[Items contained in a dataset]
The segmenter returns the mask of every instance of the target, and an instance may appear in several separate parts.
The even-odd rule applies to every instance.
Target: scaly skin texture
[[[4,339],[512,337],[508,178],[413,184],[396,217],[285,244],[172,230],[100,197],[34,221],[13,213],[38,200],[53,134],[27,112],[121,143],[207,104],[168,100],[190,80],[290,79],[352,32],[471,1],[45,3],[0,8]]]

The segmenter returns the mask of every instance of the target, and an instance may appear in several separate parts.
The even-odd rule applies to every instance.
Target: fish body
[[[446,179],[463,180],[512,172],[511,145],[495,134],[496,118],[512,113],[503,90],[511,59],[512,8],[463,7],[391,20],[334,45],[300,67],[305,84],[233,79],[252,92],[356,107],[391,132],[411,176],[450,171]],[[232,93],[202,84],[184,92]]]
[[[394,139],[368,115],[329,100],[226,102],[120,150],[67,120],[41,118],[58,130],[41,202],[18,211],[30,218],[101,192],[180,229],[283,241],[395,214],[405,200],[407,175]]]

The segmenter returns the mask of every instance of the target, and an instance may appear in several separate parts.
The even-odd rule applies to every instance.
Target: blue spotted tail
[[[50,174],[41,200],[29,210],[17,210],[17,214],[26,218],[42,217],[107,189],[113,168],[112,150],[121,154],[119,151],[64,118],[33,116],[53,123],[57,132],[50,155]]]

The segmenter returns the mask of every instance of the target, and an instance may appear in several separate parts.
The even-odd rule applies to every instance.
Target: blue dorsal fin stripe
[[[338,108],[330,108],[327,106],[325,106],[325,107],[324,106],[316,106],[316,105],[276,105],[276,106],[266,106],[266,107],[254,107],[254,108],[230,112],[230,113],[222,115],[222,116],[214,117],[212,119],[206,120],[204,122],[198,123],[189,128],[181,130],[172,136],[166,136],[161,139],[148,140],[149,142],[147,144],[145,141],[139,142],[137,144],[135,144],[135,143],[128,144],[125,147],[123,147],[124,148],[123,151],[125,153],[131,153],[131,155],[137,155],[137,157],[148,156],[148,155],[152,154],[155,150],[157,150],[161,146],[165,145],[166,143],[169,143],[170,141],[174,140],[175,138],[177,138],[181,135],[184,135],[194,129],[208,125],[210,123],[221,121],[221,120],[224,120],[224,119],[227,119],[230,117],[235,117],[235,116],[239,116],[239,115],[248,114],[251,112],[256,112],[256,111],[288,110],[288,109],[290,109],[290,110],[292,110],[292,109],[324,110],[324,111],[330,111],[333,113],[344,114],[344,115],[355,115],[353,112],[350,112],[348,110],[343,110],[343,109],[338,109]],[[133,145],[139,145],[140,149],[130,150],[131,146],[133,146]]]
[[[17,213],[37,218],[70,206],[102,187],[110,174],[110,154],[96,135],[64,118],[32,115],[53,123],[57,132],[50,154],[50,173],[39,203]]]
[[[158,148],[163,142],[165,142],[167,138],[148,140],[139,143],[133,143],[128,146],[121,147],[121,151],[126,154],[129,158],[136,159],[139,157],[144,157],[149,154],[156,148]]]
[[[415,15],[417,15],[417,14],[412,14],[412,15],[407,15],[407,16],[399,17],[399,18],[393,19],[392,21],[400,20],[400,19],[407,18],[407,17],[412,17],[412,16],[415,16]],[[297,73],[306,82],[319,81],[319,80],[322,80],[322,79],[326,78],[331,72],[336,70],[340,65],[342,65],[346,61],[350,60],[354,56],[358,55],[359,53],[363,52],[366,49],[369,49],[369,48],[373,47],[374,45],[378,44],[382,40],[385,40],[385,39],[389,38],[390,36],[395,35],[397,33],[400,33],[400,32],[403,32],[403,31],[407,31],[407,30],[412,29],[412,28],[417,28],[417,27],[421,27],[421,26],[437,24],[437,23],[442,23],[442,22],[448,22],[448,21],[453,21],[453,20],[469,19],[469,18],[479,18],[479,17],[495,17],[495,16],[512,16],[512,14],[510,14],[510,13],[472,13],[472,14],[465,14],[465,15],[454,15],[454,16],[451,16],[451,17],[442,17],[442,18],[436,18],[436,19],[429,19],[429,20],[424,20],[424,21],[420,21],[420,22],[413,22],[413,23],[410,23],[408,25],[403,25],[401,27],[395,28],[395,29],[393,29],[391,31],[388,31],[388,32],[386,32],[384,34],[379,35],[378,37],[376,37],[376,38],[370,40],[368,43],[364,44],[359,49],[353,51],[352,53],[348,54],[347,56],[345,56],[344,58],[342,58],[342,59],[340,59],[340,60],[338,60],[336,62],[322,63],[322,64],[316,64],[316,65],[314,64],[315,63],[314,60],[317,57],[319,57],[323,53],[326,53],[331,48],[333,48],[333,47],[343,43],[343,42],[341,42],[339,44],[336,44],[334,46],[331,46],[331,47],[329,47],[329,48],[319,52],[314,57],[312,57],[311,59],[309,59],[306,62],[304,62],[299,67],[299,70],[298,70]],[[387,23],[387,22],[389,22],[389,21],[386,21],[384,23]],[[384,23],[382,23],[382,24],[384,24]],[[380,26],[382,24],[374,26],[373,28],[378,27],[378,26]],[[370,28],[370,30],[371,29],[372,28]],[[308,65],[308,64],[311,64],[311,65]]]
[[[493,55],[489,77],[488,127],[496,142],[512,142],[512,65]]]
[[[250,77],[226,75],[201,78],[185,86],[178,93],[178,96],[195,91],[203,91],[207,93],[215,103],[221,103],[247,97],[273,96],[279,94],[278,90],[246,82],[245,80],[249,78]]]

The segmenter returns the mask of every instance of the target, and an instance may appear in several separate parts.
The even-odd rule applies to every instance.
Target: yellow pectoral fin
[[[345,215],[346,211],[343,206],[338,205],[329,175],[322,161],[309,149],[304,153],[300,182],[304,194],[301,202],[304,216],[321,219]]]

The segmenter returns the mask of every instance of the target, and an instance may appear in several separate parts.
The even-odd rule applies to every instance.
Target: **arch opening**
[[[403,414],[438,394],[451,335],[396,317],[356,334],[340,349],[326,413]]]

▶ [Written exercise] Please reproduce, word for word, the lines from the start of the items through the line containing "Target: scaly skin texture", including both ends.

▶ [Full response]
The segmenter returns the mask of every instance of the target, and an instance may appear in several separate parts.
The even-odd rule applies to every instance.
Target: scaly skin texture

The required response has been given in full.